§ REQUIREMENT
Pull out each row below that contains the string "haystack", treating uppercase and lowercase letters as different.

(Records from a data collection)

*-*-*

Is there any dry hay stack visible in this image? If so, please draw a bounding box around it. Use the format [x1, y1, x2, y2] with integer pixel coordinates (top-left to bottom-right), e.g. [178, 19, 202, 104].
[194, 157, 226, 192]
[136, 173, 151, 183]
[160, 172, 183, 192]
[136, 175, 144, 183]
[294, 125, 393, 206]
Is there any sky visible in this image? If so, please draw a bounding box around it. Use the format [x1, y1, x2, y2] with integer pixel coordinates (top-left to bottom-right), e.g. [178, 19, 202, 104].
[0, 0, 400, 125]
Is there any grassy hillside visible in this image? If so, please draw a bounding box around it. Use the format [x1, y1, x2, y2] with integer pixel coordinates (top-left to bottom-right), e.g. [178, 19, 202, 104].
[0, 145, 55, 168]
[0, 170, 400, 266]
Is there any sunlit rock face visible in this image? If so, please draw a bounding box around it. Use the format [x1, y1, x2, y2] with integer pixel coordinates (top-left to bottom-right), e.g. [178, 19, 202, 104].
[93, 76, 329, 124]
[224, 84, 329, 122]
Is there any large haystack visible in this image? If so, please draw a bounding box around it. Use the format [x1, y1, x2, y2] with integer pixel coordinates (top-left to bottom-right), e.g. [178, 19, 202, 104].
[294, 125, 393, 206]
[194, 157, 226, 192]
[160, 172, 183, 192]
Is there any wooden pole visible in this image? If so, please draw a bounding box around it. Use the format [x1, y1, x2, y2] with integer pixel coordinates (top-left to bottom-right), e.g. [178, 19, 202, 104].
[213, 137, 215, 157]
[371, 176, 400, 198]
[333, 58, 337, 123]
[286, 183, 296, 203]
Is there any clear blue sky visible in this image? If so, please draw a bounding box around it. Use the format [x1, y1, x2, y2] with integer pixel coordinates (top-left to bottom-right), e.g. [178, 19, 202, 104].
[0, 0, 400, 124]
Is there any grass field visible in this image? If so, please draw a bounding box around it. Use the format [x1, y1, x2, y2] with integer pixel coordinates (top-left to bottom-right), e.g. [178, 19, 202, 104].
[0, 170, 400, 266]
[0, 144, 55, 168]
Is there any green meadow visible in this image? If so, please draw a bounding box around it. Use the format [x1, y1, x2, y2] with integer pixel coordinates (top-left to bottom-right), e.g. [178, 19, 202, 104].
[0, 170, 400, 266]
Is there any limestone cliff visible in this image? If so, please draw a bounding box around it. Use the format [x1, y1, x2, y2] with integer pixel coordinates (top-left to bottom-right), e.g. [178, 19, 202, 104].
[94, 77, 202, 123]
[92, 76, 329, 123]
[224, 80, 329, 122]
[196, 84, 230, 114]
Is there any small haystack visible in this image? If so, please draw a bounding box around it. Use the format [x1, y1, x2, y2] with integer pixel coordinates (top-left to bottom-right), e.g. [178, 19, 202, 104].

*-*-*

§ FINAL ANSWER
Is there any large haystack visible in this image? If so, please draw a bounding box around it. Use the format [x1, y1, x2, y2] with integer pixel coordinates (top-left to bottom-right), e.g. [178, 19, 202, 104].
Is there any small haystack visible in this image? If so, please draw a bounding box around it. Use the format [x1, y1, x2, y2] with integer pixel coordinates (top-left to bottom-right), e.g. [178, 19, 202, 104].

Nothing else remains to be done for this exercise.